In the records below, locate the line containing "Reviewer note: confirm that each instance of the rear bumper", then output that line and all later lines exactly, through the last one.

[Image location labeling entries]
· · ·

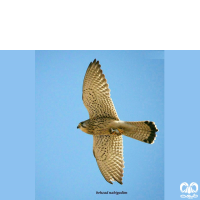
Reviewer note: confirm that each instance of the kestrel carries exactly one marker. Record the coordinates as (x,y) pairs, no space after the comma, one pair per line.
(106,127)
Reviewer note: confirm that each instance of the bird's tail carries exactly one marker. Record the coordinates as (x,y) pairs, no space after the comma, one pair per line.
(144,131)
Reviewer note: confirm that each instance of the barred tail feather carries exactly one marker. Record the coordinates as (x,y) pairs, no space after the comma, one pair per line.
(144,131)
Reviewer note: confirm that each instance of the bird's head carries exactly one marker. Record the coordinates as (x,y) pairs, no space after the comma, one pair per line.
(83,126)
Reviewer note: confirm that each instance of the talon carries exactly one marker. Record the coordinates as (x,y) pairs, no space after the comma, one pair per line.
(116,131)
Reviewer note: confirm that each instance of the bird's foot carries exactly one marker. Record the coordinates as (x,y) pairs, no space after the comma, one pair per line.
(117,131)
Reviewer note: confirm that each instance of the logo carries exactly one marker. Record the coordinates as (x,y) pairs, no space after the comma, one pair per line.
(190,189)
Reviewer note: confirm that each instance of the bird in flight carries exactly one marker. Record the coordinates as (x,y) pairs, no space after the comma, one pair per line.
(106,127)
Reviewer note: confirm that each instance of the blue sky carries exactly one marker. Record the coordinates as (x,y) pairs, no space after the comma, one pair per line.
(65,166)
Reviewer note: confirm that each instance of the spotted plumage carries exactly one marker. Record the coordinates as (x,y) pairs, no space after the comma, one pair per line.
(106,127)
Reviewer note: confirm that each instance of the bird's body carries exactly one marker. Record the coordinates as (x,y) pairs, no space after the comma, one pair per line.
(106,127)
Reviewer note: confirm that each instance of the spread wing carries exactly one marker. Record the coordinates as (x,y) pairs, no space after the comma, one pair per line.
(96,94)
(108,151)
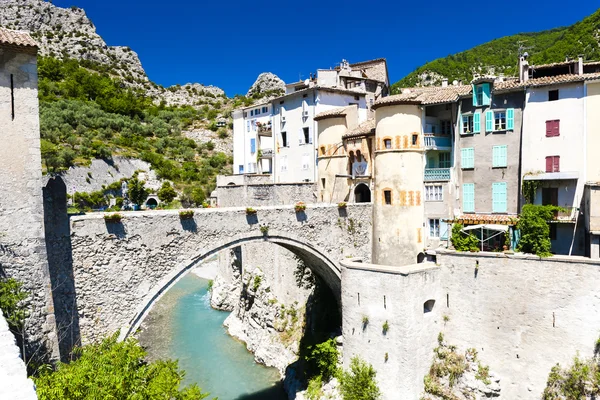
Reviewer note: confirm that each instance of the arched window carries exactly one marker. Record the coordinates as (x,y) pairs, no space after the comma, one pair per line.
(362,193)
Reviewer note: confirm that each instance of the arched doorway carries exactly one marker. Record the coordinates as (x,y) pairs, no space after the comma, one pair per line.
(362,193)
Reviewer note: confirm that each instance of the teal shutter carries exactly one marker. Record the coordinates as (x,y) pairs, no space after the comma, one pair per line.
(499,197)
(477,122)
(487,98)
(489,121)
(499,156)
(510,119)
(467,158)
(468,197)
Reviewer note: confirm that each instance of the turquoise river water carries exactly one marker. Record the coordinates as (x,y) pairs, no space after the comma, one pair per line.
(183,326)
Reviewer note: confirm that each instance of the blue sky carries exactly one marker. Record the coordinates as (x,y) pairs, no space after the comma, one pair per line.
(228,43)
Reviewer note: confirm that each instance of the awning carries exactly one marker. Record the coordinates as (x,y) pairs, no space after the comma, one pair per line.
(491,227)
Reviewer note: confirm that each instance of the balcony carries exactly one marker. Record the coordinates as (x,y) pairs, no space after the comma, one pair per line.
(264,129)
(437,174)
(265,153)
(437,142)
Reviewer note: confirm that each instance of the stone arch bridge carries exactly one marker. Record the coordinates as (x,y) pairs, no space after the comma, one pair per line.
(119,270)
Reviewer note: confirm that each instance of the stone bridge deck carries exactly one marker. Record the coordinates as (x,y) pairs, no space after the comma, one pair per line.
(121,269)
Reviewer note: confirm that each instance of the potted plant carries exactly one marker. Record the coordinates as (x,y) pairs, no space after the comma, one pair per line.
(300,206)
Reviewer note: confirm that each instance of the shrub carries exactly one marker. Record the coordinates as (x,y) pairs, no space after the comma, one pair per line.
(535,231)
(113,218)
(186,214)
(463,241)
(115,370)
(323,359)
(300,206)
(359,383)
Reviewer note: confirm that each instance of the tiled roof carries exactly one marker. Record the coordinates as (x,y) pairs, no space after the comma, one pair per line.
(475,219)
(17,38)
(333,113)
(367,128)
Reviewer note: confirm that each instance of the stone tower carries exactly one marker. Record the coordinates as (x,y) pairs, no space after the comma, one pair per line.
(398,180)
(22,243)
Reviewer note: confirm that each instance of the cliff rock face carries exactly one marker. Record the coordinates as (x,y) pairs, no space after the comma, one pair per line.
(69,33)
(266,85)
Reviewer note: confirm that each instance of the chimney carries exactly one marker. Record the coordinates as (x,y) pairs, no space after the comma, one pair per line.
(523,68)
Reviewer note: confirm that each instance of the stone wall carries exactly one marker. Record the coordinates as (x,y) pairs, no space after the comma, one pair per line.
(521,313)
(14,384)
(120,269)
(265,194)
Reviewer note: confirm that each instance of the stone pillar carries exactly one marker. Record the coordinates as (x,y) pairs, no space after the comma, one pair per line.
(22,245)
(398,209)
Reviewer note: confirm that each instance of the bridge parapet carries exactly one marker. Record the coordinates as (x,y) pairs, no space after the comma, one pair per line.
(120,269)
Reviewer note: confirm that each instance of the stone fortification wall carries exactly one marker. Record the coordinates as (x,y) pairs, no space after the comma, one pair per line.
(120,269)
(265,194)
(521,313)
(14,383)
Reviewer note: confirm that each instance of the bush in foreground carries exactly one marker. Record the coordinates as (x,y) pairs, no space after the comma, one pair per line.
(115,370)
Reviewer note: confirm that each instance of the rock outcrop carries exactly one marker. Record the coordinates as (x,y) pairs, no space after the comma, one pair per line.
(267,85)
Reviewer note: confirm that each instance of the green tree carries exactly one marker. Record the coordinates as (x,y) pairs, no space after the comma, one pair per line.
(359,383)
(137,191)
(166,193)
(115,370)
(535,230)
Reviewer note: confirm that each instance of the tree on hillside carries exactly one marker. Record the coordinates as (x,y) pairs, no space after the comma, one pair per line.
(137,191)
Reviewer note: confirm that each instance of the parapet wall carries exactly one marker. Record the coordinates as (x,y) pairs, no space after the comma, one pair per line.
(521,313)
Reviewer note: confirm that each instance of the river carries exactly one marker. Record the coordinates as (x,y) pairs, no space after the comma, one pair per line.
(183,326)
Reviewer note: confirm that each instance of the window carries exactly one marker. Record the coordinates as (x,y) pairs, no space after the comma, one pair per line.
(434,193)
(468,197)
(387,196)
(467,158)
(499,197)
(499,156)
(553,164)
(500,120)
(446,127)
(434,228)
(481,95)
(553,128)
(305,161)
(467,124)
(444,160)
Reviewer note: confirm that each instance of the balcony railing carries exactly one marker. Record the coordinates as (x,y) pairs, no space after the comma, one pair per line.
(433,142)
(437,174)
(266,153)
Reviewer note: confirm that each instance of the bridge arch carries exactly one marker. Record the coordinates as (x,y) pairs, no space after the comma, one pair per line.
(314,258)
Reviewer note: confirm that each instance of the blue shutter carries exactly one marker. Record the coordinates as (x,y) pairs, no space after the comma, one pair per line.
(499,156)
(477,122)
(489,121)
(467,158)
(487,98)
(468,197)
(510,119)
(499,197)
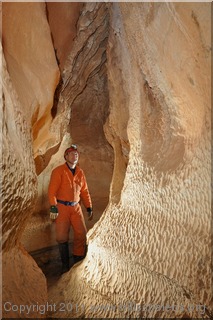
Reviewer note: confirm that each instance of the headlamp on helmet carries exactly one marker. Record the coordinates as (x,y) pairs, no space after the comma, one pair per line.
(73,147)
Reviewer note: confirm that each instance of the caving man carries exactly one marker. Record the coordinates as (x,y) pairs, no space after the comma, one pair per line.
(66,188)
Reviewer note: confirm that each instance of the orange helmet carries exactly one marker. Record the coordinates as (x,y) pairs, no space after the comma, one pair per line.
(72,148)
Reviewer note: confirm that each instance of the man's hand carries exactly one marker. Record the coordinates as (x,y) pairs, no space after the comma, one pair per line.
(53,212)
(90,213)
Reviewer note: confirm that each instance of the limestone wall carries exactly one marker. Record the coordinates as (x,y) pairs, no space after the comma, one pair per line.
(29,78)
(151,247)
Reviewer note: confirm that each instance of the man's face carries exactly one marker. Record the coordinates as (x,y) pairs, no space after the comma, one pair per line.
(72,157)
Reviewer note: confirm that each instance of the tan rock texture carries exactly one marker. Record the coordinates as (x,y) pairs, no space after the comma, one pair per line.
(80,112)
(29,78)
(152,247)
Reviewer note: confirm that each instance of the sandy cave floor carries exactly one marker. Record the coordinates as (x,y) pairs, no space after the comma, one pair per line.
(48,259)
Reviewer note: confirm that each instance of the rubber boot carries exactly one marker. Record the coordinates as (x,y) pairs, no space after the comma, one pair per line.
(64,253)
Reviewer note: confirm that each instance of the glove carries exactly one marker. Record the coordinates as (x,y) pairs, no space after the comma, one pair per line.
(53,212)
(90,213)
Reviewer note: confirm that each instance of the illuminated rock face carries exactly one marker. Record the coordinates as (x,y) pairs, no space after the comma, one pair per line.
(151,247)
(29,81)
(149,254)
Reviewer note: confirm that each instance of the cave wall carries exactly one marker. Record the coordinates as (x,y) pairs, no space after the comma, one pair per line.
(79,112)
(152,246)
(30,77)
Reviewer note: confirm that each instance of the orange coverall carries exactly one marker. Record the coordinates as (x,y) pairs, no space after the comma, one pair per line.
(68,187)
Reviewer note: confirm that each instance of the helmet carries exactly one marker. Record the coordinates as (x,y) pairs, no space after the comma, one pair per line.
(72,148)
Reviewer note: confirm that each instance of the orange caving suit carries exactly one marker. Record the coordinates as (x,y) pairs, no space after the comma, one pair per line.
(68,187)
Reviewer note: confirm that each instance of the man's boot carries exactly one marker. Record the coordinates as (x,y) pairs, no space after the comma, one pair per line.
(64,253)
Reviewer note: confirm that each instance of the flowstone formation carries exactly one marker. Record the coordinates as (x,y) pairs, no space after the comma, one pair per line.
(138,75)
(149,255)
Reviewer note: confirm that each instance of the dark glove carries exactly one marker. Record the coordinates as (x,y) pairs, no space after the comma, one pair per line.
(53,212)
(90,213)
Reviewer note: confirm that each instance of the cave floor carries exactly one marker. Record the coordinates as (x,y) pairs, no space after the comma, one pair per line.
(49,261)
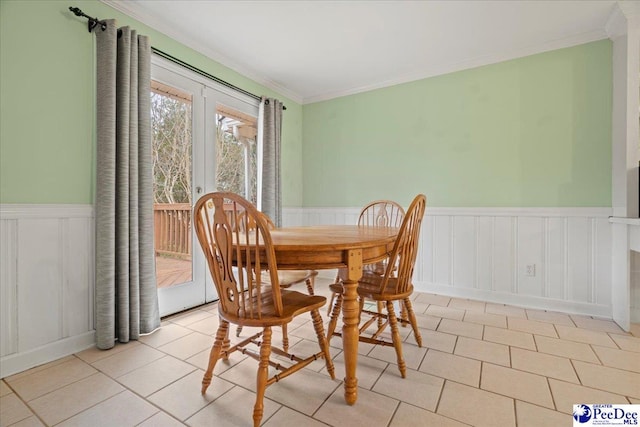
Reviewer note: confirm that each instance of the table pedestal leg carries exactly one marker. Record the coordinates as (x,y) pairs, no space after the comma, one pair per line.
(350,318)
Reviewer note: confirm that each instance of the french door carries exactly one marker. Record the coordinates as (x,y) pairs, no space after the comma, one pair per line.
(204,139)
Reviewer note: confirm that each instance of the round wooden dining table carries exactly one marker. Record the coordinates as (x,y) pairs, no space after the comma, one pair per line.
(337,246)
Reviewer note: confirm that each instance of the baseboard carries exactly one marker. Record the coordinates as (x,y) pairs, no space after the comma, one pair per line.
(519,300)
(18,362)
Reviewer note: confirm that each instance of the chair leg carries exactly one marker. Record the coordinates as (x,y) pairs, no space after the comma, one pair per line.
(330,308)
(324,344)
(335,313)
(310,285)
(412,319)
(404,315)
(262,377)
(214,355)
(380,308)
(226,344)
(285,338)
(397,340)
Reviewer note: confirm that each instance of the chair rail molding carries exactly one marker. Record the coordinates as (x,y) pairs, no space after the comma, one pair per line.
(46,283)
(555,259)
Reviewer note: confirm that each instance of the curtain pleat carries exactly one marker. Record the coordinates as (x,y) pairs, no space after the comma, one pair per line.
(126,295)
(271,182)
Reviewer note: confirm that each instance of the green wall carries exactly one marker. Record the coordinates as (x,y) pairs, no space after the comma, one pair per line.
(47,123)
(534,131)
(530,132)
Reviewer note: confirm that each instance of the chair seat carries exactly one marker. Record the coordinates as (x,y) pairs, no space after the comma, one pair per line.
(287,278)
(293,303)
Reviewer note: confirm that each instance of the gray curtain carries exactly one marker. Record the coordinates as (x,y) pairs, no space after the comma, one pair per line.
(271,132)
(126,296)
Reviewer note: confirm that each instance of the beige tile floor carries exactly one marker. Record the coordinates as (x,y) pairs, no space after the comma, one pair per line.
(482,364)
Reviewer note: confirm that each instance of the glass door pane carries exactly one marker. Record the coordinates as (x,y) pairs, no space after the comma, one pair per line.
(171,125)
(236,152)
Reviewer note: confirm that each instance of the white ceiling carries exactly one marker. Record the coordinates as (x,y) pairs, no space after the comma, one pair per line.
(317,50)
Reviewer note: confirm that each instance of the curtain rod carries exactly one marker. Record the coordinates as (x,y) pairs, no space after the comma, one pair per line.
(94,22)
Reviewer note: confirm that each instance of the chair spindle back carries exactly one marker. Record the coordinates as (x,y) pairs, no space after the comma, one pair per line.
(237,244)
(405,250)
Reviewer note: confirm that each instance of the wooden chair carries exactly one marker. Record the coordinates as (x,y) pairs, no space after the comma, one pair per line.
(379,213)
(389,287)
(286,278)
(239,263)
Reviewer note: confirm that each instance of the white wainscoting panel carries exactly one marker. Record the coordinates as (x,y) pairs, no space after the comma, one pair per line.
(544,258)
(46,283)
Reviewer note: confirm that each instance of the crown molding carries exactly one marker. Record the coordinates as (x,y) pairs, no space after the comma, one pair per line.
(624,16)
(212,54)
(465,65)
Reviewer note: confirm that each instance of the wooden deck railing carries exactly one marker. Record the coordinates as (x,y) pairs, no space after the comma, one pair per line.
(172,224)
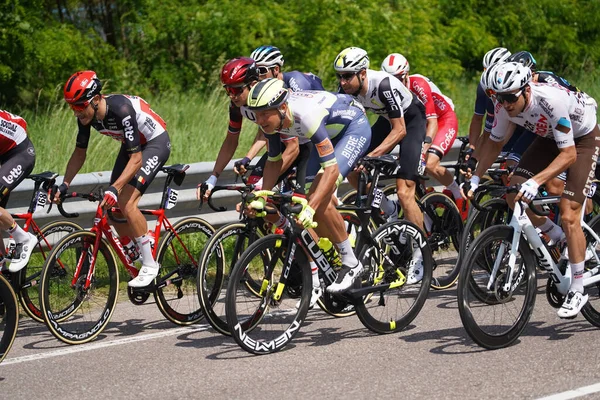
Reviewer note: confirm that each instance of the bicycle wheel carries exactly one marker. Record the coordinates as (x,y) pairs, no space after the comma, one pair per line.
(265,324)
(218,258)
(591,310)
(28,278)
(73,314)
(495,317)
(443,237)
(178,253)
(393,303)
(9,317)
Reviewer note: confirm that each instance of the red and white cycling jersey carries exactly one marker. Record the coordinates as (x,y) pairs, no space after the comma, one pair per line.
(13,130)
(436,104)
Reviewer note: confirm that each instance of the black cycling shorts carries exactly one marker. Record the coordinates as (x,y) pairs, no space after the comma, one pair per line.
(15,165)
(155,154)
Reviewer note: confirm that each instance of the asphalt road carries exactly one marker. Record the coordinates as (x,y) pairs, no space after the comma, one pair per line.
(141,355)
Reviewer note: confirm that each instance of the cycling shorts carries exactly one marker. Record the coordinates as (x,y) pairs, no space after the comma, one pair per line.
(155,154)
(15,165)
(579,175)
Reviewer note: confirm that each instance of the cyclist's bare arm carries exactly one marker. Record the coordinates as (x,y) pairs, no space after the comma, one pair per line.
(397,133)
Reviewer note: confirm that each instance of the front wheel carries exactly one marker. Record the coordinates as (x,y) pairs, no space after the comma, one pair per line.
(266,323)
(495,311)
(74,311)
(178,254)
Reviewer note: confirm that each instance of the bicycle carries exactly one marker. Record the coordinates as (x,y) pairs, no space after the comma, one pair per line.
(80,279)
(9,317)
(383,301)
(499,272)
(25,282)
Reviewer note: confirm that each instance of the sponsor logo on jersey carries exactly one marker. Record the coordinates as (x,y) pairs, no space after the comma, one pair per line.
(128,128)
(13,174)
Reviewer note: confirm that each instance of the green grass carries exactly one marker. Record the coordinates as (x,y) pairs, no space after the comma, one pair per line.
(197,125)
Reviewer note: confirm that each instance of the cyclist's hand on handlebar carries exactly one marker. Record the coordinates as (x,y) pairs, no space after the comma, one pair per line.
(58,191)
(240,166)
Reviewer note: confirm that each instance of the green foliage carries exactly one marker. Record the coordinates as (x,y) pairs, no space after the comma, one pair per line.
(152,47)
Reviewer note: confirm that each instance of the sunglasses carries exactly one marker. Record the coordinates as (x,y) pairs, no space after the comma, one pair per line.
(345,77)
(80,106)
(508,97)
(234,90)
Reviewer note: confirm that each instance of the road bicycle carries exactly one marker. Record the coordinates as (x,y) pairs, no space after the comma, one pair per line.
(80,279)
(26,281)
(498,283)
(383,301)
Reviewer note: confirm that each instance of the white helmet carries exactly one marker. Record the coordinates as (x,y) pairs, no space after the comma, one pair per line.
(351,59)
(495,56)
(267,56)
(508,77)
(395,64)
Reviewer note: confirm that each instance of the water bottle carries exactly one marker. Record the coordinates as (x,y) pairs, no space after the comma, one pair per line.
(330,253)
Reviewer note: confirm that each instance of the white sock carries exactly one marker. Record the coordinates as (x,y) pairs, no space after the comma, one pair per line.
(18,234)
(315,273)
(553,231)
(143,243)
(455,189)
(347,254)
(577,277)
(388,206)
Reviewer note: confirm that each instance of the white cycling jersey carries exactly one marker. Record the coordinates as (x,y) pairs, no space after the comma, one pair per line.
(386,95)
(550,107)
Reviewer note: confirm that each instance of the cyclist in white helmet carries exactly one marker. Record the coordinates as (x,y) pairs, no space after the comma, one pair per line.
(442,123)
(401,122)
(567,140)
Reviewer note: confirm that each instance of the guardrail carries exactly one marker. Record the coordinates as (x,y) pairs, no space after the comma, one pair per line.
(187,204)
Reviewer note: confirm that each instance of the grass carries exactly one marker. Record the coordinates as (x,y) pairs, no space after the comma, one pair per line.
(197,124)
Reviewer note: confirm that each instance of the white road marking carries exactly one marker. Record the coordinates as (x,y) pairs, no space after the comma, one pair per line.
(103,344)
(571,394)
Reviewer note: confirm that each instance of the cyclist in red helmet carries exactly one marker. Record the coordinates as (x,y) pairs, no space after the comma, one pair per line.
(17,159)
(145,147)
(238,76)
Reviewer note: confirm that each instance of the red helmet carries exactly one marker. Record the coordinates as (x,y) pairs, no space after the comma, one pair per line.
(81,87)
(239,71)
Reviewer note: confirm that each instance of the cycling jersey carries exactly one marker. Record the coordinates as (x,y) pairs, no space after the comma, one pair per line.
(128,119)
(318,116)
(13,131)
(436,106)
(386,95)
(484,105)
(294,80)
(551,107)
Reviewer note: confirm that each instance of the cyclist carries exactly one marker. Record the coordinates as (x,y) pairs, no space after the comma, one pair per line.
(568,140)
(442,124)
(17,159)
(483,107)
(145,147)
(237,76)
(336,124)
(401,121)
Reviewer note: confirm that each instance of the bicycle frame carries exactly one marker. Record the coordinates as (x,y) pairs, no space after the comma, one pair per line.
(522,225)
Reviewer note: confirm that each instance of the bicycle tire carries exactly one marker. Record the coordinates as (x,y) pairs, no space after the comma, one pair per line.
(9,317)
(397,303)
(27,280)
(495,335)
(591,309)
(444,239)
(72,315)
(249,316)
(178,254)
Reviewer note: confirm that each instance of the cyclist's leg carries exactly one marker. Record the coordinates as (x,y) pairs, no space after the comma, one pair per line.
(154,155)
(580,176)
(16,165)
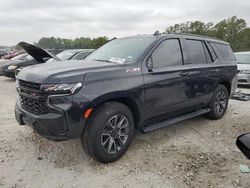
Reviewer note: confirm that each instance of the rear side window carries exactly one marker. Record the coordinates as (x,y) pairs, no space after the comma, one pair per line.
(168,53)
(225,51)
(196,51)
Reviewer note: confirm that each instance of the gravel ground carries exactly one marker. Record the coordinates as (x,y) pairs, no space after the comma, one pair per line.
(195,153)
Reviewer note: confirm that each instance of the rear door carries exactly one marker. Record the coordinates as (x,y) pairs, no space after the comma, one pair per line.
(201,75)
(163,77)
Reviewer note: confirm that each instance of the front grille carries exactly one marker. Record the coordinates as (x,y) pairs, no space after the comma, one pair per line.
(32,98)
(36,106)
(242,80)
(30,85)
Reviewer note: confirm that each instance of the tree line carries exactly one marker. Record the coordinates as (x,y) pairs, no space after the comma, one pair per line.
(233,30)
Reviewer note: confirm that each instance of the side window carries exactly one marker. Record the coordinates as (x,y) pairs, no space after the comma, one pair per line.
(212,51)
(196,51)
(226,51)
(168,53)
(208,56)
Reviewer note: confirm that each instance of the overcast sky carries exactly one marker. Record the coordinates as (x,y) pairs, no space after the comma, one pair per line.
(29,20)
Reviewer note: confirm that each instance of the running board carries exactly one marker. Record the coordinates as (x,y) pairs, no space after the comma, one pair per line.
(174,120)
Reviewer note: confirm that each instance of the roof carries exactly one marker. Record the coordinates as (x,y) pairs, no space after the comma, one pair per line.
(246,52)
(182,35)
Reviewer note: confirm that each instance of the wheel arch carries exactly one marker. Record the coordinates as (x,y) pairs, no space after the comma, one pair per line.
(227,85)
(128,99)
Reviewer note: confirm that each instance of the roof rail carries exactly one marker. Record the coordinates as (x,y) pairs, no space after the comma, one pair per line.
(196,35)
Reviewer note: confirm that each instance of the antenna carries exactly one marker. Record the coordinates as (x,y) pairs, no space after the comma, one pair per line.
(156,33)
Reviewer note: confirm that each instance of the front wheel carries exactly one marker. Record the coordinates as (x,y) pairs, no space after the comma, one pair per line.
(219,103)
(109,132)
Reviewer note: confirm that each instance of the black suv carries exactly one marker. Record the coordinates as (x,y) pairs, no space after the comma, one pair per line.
(144,82)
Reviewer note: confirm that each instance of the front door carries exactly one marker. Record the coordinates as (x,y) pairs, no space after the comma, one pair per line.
(164,78)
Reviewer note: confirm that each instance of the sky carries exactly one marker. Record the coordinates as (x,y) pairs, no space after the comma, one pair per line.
(30,20)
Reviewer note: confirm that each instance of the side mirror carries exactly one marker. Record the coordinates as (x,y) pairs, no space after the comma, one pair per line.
(243,143)
(149,64)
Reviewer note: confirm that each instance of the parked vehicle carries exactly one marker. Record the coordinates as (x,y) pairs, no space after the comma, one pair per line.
(243,143)
(2,54)
(11,54)
(143,82)
(243,63)
(40,55)
(34,56)
(16,60)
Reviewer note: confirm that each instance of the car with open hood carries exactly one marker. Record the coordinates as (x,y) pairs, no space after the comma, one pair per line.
(143,82)
(243,63)
(38,55)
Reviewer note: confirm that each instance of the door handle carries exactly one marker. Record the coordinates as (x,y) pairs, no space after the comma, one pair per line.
(215,70)
(189,73)
(184,73)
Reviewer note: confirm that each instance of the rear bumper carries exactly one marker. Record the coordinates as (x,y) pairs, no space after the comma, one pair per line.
(244,79)
(9,73)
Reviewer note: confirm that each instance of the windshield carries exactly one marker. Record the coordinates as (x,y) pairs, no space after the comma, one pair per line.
(122,50)
(65,55)
(243,58)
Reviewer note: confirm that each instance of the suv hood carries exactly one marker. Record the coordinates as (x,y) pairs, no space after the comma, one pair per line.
(37,53)
(61,72)
(243,66)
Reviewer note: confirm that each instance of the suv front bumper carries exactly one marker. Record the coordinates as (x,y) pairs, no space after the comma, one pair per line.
(243,79)
(64,123)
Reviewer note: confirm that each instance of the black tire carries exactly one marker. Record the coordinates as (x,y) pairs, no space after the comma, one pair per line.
(219,103)
(103,130)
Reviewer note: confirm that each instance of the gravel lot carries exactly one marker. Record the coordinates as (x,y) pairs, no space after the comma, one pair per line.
(195,153)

· · ·

Output for this task |
Reviewer note: confirm that each instance of the rear bumper carries exactly one marker. Record the coordinates as (x,y) pairs, no space after the comma, one pair per line.
(244,79)
(9,73)
Reviewer note: confirm that each instance of the windshield carries exactly one marker. Record the coordinates as (x,y) pairs, no space after the comma, one pair per line.
(122,50)
(65,55)
(243,58)
Reviewer note: confirm that each instance of the suv hood carries exactly one marker. Record the coordinates as (x,y) pairs, no space after the comma, one pair per line.
(37,53)
(61,72)
(243,66)
Reviewer note: confirm that each instance of the suv front bumper carries exactly one marker. Record the coordinates as (x,y) pairs, no space after the comma, one pair per line.
(243,79)
(64,123)
Reviewer note: confirm that each instance of the black tire carries exactly one marker. Record the coordinates as (x,y) pairs, no space after the comma, one pair per line.
(219,103)
(103,130)
Reviewer note: confirm that each instance of the gravel lot carries exactly one marker. Record the coordinates as (x,y) pairs, no space after the comma, one pair per line.
(195,153)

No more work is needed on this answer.